_Dataset content_.
******************************

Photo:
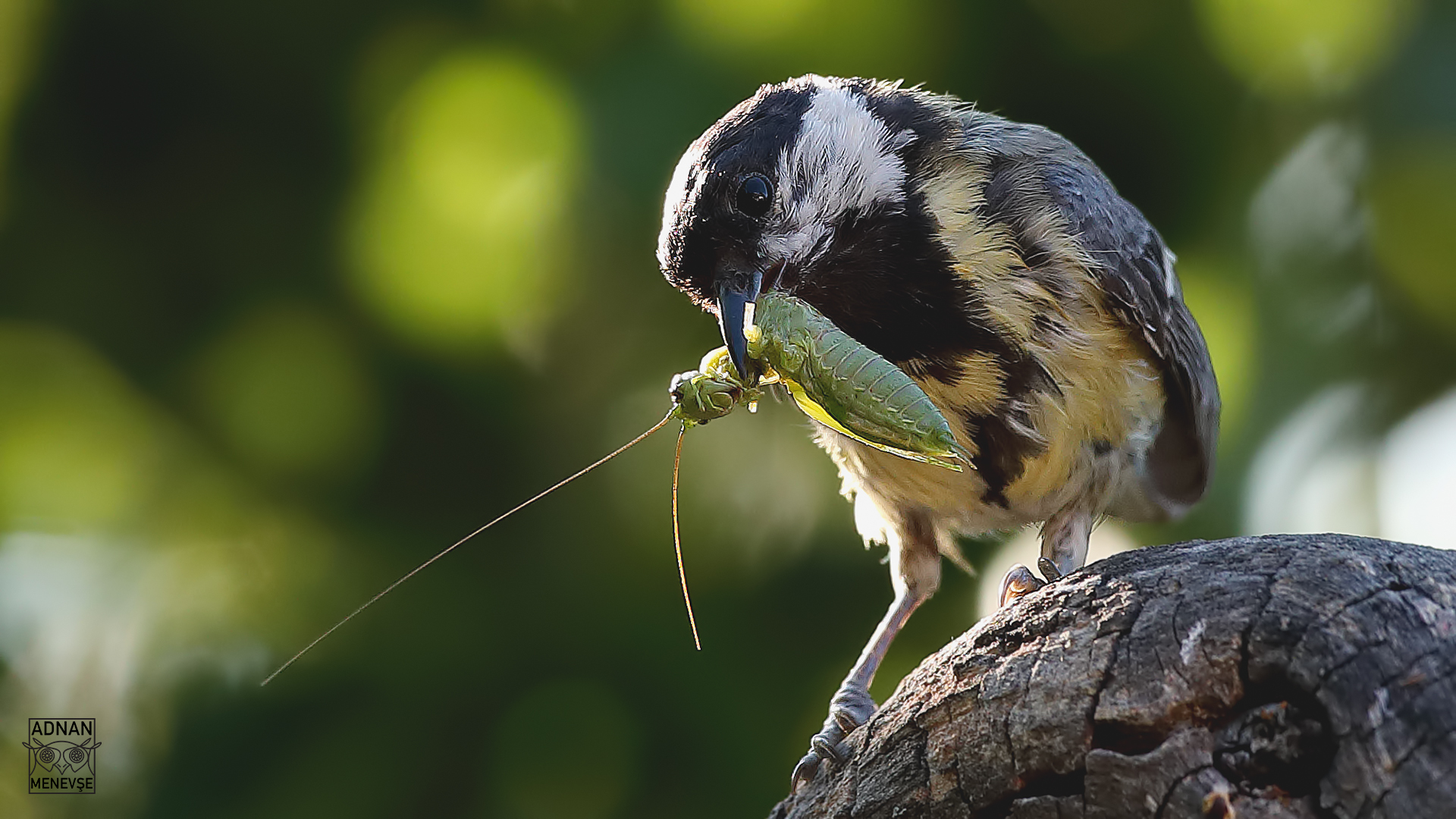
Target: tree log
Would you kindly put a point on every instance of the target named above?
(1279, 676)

******************************

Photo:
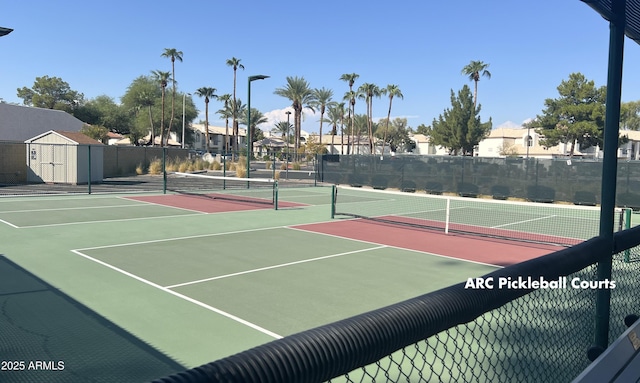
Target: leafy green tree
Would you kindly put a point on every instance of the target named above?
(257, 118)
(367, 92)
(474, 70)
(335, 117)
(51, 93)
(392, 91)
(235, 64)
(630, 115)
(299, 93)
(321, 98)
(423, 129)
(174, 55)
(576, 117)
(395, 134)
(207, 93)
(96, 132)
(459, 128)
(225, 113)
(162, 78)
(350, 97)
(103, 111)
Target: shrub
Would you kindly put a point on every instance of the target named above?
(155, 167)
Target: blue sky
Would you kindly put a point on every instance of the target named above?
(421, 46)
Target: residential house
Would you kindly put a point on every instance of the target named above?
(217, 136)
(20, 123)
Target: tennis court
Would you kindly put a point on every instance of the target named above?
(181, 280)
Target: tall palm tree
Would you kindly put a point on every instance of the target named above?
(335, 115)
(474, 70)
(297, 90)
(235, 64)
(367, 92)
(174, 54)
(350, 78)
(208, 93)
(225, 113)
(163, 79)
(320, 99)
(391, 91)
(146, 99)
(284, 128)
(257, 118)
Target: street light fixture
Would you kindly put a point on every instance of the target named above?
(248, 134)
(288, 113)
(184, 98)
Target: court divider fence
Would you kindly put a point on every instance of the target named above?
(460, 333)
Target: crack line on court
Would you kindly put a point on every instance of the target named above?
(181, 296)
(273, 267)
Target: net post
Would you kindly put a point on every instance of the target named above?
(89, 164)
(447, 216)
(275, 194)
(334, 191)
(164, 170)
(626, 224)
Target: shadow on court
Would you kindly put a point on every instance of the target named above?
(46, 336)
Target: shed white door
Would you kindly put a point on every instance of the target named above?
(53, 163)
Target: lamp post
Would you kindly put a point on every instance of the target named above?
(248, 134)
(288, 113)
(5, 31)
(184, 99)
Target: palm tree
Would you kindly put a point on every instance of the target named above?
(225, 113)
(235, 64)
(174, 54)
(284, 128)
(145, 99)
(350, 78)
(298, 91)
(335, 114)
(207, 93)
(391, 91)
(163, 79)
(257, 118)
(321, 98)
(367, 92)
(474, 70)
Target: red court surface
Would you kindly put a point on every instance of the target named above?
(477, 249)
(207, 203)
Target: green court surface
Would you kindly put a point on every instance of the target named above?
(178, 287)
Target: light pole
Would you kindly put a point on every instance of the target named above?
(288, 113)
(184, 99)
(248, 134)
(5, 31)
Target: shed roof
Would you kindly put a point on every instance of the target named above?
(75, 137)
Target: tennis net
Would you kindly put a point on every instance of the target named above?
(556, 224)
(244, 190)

******************************

_Work instructions_. From the material above, pick out and copy every line that contains the word "surface".

_The response_.
Target: red court surface
Target: green court surface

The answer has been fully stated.